What the task asks
Can you render the material below as a two-column CSV with the headers text and points, where each row holds one sentence from the material under text and every point given after that sentence under points, with each field in double quotes and line breaks replaced by spaces?

Material provided
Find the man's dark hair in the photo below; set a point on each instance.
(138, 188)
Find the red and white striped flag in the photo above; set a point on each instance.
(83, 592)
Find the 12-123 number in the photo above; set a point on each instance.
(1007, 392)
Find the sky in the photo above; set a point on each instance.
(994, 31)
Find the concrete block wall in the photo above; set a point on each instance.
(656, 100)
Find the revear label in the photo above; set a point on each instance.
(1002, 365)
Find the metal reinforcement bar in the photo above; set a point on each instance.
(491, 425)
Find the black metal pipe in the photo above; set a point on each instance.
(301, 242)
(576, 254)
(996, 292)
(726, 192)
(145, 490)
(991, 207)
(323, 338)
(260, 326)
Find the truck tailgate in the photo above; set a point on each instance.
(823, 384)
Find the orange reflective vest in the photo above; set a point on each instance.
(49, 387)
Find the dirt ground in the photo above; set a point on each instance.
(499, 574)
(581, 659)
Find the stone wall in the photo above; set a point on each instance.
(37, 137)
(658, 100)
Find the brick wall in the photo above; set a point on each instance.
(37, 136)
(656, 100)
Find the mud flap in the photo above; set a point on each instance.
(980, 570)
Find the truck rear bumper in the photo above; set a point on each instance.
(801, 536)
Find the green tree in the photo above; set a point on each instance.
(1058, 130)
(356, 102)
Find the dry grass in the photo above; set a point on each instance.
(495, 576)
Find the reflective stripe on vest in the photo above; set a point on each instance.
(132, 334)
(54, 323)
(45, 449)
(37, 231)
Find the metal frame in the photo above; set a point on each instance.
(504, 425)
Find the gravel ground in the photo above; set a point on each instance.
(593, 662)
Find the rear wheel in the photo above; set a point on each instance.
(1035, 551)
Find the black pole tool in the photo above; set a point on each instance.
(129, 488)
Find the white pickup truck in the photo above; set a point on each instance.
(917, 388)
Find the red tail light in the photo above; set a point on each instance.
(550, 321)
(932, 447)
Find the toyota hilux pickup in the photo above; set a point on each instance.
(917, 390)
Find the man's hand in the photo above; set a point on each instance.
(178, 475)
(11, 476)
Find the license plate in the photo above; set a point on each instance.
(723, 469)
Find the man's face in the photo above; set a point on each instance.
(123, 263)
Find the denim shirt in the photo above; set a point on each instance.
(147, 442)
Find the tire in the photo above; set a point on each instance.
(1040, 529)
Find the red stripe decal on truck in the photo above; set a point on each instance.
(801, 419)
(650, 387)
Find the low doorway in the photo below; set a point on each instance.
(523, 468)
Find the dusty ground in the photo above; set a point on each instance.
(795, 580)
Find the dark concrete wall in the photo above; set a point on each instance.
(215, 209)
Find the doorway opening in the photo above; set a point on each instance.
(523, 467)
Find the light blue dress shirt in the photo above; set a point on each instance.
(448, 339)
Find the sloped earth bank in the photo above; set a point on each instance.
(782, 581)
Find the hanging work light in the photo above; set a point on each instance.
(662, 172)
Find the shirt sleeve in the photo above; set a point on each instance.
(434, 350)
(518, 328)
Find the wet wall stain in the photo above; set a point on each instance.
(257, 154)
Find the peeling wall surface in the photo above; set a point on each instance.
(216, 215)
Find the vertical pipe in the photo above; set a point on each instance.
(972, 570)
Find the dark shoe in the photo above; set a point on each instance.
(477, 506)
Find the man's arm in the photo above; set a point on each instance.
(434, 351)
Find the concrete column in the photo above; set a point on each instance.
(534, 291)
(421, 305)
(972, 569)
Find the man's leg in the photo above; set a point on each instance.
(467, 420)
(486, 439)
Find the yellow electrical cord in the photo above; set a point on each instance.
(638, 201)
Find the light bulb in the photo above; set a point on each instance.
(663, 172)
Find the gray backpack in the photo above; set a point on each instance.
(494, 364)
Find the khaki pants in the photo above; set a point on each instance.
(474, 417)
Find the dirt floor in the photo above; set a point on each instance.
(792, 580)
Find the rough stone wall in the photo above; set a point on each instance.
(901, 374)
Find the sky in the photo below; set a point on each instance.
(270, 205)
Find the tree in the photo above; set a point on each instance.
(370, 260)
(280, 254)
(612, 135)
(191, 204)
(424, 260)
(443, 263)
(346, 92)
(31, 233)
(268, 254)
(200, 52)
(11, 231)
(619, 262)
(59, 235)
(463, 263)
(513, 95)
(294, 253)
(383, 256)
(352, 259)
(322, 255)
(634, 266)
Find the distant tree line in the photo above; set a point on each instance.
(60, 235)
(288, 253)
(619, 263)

In response
text,points
"Find the man's dark hair in the photo below; set a point on each instance.","(138, 188)"
"Find the red and white striped flag in the photo above; set a point on each instance.","(83, 592)"
"Find the 12-123 number in the photo above; set a point on each instance.","(1007, 392)"
"Find the sky in the photo above; set a point on each instance.","(994, 31)"
"Find the concrete block wall in the photo above; set a point on each instance.","(656, 100)"
"Find the revear label in the photo above; set a point on each instance.","(1002, 365)"
"Find the metal reinforcement bar in the photo above; set a point on each instance.","(491, 425)"
"Find the black metal pipe in the photo above; set a point on each instance.","(301, 242) (576, 254) (996, 292) (726, 192) (145, 490) (991, 207) (323, 338) (260, 326)"
"Find the truck tailgate in the photo above; set a point on each instance.","(823, 384)"
"Find the orange reflective vest in the photo above; set a point on each instance.","(49, 387)"
"Find the dirt ground in the photo above; set a point on each instance.","(499, 574) (581, 659)"
"Find the stone wall in the photo above; set a point on each instance.","(37, 137) (658, 100)"
"Find the brick wall in the photo above; set a point on each instance.","(37, 136) (656, 100)"
"Find the mud flap in the photo above; set a point on each instance.","(980, 570)"
"Find the truck rear bumper in the photo above; set a point on each instance.","(801, 536)"
"Find the green tree in the photo above; set a point on each instance.","(1058, 130) (356, 102)"
"Find the dry grass in the photo above; set a point on each instance.","(495, 576)"
"Find the reflective stripe on vest in the photo above; set a point on each instance.","(132, 334) (54, 323) (45, 449) (37, 231)"
"Find the metal frame in the photo above; set a point on each instance.","(504, 425)"
"Find the gravel ground in the photo above; set a point on each instance.","(593, 662)"
"Find the rear wheel in the photo above; set a point on each instance.","(1035, 551)"
"Find the black pole tool in the photo above; set a point on each instance.","(129, 488)"
"Find the white pickup truck in the photo above; set a point on each instance.","(917, 388)"
"Find the red tail light in the photo above; set a point on each instance.","(550, 321) (932, 447)"
"Find the toyota hilux pickup in the photo above; set a point on each instance.","(917, 390)"
"Find the man's hand in the photo above; set a point on each instance.","(178, 475) (11, 476)"
"Find the license plate in the photo above; set a point on each instance.","(723, 469)"
"Find the man's face in the photo above; set a point on each instance.","(123, 263)"
"Find the denim shirt in the photo above; set a point on each instance.","(147, 442)"
"Find the tire in the photo above; set a point on each instance.","(1040, 529)"
"Find the red stripe decal on truck in the photo above; set a point on each instance.","(801, 419) (650, 387)"
"Find the low doorway in the photo below; set a point on each instance.","(523, 468)"
"Find the dusty ground in the photo above; set a point on each instance.","(795, 580)"
"Find the dark concrete wall in the photo above; set a point on each instance.","(215, 209)"
"Find the doorway opening in the photo above; set a point on each instance.","(523, 467)"
"Find the light blue dress shirt in the photo above; set a point on each instance.","(448, 339)"
"Find the sloped earth bank in the photo above; set a point on each instance.","(782, 581)"
"Find the hanging work light in the photo above; set a point on each instance.","(662, 172)"
"Find the shirt sleeve in the photo above; set a point on each instance.","(434, 350) (518, 328)"
"Find the wet wall stain in the photo above; set a point on each instance.","(257, 154)"
"Find the peeling wall surface in the photo above; set a point on each instance.","(216, 215)"
"Find the vertical pipe in the photo above; set a point on each instance.","(972, 570)"
"Find the dark shoe in the photo above; set a point on each instance.","(477, 506)"
"Find the man's arm in the photo above; set a point on each instance.","(434, 351)"
"Find the concrete column in the photo above; set a point on each instance.","(534, 291) (421, 305) (972, 569)"
"Find the man's leg in the photo above; set a point on each instance.","(467, 420) (486, 439)"
"Find the yellow electrical cord in the photo above; set a point on each instance.","(638, 201)"
"Find the light bulb in the photo above; set a point on each instance.","(663, 172)"
"Find the gray backpack in the photo above; set a point on each instance.","(494, 364)"
"Find the khaki pants in the photo above; set a point on each instance.","(474, 417)"
"Find the dirt floor in the photo above; set a point on each instance.","(792, 580)"
"Find the rough stone wall in the photo above; set a point on each instance.","(901, 374)"
"Find the sky in the photo below; set a point on each instance.","(270, 205)"
"Find the tree in the photo above; set a point on each instance.","(370, 260) (280, 254) (612, 135) (191, 204) (424, 260) (443, 263) (346, 92) (31, 233) (268, 254) (200, 52) (11, 231) (619, 262) (59, 235) (463, 263) (513, 95) (294, 253) (383, 256) (352, 259) (322, 255) (634, 266)"
"Find the distant tree line in the photo above; set a point on each instance.","(60, 235) (288, 253) (619, 263)"